Please write the next few paragraphs of the Epiphany reflection below, picking up right after its closing question.

(Beginning of TEXT EXCERPT)

Ephiphany of the Lord Reflection
We live in a world full of mystery and paradox. Life, death, love, suffering and time itself move within our consciousness without having any apparent need of our cooperation or consent. Our articulation and attempts at manipulations of these realities often appear like a two-dimensional Bob trying to explain and capture a sunset in a multidimensional universe.
This is all too often at the root of fear and doubt that fuel paranoia and our insatiable thirst for bad news. When paranoia grips our leaders it is like a creeping cancer that quickly consumes every strand of our daily lives. So it was at the time of Herod whose paranoia had spread to all those around him as well as to the population of Jerusalem. So it is also today when fear and doubt has fed the paranoia that is spreading in so many places around the world, wherever power and power structures are threatened.
Metanoia and Paranoia
This is the antithesis of the joy of the gospel of Jesus Christ that has at its heart a call to metanoia, the opposite of paranoia. How can we regain this joy that makes the gospel relevant to our lives today?
It was the late theologian, Karl Rahner who wrote in, “Concern for the Church”, that “the Christian of the future will be a mystic or [they] will not exist at all.” In 1965 the Jesuit predicted that in the not-too-distant future Christianity will become marginalised, in many parts of the world would face persecution or at least the loss of social prestige, that “there will be no earthly advantage in being a Christian,” and that faith will be a matter of personal conviction rather than institutional affiliation.
Humpty Dumpty has indeed fallen off the wall and the old models of authoritarian, imperial and patriarchal structures are under threat. We find our hearts called away from the fear driven dogmas towards the attraction of love. Far from the teachings of Jesus, the threat of hell and the promise of heaven have for too long been used by forces who are invested in maintaining control and the status quo with all its accompanying injustice. How are we to find our way to that abundant life promised by Jesus among all the angry arguments, accusations, threats and denials?

(End of TEXT EXCERPT)
(Beginning of PROVIDED DATA)

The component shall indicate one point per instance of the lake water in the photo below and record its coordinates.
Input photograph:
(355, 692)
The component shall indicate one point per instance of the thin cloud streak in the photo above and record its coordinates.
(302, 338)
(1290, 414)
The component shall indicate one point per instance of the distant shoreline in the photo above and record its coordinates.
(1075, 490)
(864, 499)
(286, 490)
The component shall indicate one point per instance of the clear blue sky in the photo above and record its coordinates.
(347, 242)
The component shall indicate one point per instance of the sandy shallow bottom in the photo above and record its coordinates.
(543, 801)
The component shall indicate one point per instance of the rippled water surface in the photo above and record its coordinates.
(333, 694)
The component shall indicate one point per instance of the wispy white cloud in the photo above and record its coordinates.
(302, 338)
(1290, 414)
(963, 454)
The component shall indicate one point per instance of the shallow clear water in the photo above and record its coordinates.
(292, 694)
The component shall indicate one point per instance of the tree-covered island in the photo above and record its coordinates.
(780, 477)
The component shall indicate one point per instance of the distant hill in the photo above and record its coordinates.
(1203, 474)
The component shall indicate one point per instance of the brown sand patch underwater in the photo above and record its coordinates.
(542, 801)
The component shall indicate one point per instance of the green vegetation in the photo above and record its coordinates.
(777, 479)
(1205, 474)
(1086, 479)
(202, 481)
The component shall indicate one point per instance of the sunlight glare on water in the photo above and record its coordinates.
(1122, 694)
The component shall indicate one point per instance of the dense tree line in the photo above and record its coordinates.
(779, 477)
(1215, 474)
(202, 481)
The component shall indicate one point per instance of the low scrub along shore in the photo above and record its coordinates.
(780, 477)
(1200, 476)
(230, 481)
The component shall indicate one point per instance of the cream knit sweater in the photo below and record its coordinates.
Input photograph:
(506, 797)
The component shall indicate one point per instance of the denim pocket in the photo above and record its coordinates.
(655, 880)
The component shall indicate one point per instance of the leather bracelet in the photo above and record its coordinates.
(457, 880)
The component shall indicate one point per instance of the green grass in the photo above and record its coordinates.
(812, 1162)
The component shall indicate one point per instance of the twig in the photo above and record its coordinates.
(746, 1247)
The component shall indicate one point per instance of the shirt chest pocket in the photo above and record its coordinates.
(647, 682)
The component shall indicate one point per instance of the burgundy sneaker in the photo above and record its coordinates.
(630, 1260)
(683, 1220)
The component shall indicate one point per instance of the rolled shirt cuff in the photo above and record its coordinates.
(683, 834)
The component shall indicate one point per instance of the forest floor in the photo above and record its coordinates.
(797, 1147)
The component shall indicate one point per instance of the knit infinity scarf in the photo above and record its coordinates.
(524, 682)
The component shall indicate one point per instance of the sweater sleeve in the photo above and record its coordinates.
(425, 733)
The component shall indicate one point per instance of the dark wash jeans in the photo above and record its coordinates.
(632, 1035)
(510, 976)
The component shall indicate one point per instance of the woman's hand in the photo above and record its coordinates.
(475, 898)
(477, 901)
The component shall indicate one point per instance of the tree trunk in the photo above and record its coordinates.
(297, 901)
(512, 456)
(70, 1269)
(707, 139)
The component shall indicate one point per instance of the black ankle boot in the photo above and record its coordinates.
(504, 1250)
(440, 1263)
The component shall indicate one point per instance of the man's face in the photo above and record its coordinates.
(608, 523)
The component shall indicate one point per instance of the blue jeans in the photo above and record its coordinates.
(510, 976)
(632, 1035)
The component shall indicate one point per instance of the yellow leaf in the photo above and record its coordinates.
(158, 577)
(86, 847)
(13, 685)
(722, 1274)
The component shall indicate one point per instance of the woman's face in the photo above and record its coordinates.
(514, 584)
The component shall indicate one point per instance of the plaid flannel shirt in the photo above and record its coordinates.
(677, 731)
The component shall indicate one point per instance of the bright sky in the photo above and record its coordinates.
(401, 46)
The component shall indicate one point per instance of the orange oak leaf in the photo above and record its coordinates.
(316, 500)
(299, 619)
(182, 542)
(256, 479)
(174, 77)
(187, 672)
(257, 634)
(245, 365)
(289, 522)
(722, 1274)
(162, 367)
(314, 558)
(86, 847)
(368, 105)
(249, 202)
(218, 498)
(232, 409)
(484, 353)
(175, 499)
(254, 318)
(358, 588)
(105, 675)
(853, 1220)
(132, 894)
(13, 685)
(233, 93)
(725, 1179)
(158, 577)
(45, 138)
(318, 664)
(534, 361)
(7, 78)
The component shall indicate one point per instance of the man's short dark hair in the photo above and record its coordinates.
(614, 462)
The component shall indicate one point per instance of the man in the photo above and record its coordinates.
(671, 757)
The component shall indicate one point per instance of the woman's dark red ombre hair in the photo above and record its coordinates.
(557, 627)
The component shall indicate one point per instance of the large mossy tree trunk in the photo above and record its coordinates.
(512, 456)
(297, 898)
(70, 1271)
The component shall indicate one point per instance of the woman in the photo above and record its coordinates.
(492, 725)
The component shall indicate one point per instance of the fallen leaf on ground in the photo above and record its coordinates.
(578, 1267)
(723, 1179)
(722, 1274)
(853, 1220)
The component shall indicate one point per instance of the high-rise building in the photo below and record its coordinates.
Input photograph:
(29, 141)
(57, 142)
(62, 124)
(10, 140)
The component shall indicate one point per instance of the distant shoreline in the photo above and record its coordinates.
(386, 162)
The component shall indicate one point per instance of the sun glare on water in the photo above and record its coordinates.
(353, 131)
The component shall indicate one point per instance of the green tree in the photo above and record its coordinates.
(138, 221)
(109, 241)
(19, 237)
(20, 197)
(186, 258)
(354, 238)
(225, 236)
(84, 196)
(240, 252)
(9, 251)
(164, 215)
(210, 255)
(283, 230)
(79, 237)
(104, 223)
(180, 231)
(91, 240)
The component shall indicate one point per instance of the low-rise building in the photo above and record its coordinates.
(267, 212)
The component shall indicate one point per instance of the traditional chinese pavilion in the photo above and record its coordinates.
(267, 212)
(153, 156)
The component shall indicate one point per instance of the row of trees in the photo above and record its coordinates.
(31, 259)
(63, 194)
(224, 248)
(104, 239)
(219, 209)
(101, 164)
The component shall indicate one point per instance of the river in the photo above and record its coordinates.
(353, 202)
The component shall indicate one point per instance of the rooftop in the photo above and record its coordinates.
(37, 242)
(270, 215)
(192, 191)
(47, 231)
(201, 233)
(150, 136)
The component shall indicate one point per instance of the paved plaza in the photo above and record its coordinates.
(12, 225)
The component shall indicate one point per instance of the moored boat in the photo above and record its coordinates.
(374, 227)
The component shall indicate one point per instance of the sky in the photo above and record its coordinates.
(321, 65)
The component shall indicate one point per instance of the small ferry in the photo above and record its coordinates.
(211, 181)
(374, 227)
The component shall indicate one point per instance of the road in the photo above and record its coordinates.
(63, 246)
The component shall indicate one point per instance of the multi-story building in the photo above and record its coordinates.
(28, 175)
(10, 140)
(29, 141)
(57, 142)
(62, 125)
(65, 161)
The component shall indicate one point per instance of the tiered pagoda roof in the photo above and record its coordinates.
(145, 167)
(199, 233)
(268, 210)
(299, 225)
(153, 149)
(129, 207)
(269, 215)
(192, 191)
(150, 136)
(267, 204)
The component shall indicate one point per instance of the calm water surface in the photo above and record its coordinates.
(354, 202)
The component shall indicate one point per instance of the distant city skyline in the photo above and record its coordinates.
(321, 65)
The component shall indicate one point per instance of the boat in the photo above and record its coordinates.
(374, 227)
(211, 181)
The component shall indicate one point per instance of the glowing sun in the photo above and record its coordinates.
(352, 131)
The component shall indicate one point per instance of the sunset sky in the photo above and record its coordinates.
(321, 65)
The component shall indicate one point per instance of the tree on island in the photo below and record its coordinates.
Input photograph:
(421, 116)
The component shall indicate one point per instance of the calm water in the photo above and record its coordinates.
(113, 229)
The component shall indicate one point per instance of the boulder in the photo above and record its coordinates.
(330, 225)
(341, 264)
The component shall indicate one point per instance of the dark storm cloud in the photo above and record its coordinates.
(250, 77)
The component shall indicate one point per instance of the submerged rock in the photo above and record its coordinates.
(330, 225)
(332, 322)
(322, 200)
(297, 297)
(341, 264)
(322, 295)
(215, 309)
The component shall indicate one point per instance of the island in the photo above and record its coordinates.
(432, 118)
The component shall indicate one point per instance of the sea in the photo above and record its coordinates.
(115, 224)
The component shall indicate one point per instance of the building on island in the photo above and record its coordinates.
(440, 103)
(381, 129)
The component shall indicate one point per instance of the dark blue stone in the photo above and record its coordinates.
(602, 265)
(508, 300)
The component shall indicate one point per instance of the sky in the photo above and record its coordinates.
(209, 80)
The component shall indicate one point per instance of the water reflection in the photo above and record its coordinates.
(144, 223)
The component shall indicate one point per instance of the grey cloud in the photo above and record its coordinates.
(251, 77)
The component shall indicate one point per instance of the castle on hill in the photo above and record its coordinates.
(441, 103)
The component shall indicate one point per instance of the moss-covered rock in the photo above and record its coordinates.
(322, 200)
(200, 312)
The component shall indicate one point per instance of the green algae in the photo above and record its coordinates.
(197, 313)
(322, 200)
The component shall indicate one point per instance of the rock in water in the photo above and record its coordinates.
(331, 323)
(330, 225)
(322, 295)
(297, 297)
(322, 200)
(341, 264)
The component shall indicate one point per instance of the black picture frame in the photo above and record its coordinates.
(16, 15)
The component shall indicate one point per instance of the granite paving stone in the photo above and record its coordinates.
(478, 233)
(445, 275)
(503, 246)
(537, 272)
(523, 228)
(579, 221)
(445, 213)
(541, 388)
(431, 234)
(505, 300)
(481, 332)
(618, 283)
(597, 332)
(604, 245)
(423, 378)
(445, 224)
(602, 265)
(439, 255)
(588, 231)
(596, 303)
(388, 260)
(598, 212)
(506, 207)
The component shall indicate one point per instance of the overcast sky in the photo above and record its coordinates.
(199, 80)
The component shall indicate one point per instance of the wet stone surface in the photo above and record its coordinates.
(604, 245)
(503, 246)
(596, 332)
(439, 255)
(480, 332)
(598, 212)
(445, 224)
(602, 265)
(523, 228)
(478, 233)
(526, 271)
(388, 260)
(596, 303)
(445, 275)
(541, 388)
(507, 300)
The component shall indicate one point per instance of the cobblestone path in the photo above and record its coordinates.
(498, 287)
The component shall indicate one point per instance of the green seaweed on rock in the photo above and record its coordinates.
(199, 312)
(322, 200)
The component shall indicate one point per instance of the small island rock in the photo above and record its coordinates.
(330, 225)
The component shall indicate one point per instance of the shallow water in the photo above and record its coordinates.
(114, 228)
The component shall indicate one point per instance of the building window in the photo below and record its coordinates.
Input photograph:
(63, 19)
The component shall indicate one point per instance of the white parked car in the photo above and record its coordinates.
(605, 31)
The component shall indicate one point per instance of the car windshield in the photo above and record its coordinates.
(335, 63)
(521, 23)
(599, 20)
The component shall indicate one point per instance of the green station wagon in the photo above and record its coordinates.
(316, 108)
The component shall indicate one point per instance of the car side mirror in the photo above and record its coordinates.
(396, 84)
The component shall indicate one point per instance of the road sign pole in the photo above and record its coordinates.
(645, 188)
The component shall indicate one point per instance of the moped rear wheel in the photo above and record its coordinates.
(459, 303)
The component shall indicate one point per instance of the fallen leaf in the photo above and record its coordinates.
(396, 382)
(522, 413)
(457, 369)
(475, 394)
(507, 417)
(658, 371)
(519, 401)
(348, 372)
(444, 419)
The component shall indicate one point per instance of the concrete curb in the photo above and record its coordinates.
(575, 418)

(End of PROVIDED DATA)

▸ **WRITTEN REPLY**
In today’s feast of the epiphany, it is from the East that the Jesus event is recognised and that the Christ is revealed to the world. Beyond the gifts of presence and acknowledgement there are further gifts laid at the feet of the Godchild; gifts signifying wisdom, holy speech and humility. All these gifts are offered by these so-called “wise men”: Zoroastrians, Persians and Medes, astrologers, dream interpreters, mystics and philosophers. I think that many conservative Christians are quite happy to see the back end of this group of people, returning to their “own country”.
Looking at the Gifts: Wisdom, Holy Speech and Humility
Let us however look more closely at their gifts presented to Jesus the Christ child, we can find how these can become gifts for us today also. It is in the nurturing of this same humility that we come to acknowledge that we do not have all the answers; wisdom requires humility just as wisdom is laid at the feet of the Christ child. It is in this humble relationship with Jesus that we can reach Truth.
If you have ever undertaken an obeisance, face flat in the dust, you will understand how self-importance and dignity naturally gives way to the importance of the “other”. It is most certainly at the heart of the practice of presence and acknowledgement. The many pilgrims who undertake such a journey at Fatima and Jasna Góra often attest to a “movement of the heart” that transcends act of penance and humility.
The contemplative way of the mystic reflects this type of journey. It is a journey undertaken in response to a call and the touch of “the other” that emanates from the inner depths of our being. To recognise ourselves also as a word of God that has been spoken by the “Word of God”, Incarnated in the Jesus event, is to recognise the sacred nature of all creation. It is a journey of all and wonderment in the face of all being. It is from this recognition that compassion, mercy and forgiveness that were taught by Jesus as “The Way”, becomes the surprising reality.
This is the amazing reality that we see emerging among small groups all over the world; the opening of our eyes to greed and injustice not with anger and rancour but with the continual rebirthing of compassionate living. It is out of this new mystical view gained through the contemplative life that we come to experience the interconnectedness between ourselves, our world and the cosmos.
The Human Face of God
The contemplative practice of the mystic brings us into a direct awareness of presence, acknowledging the sacredness and beauty of all creation. Creation and being are seen as a gift of God and so we recognise that each one of us are called to be gifts to each other as we are also called to be gifts to creation and all beings.
The Magi and their gifts point us ever deeper into the revelation; the revelation of the human face of God and the divine face of humanity. The revelation of Love incarnated.
In the life, death and resurrection of Jesus lies our hope of sharing in that resurrected life. This is our shared faith as a Church of hope making Jesus known to the world. This is our Truth in the relationship with Jesus. This is our light that dispels darkness, fear, doubt and despair.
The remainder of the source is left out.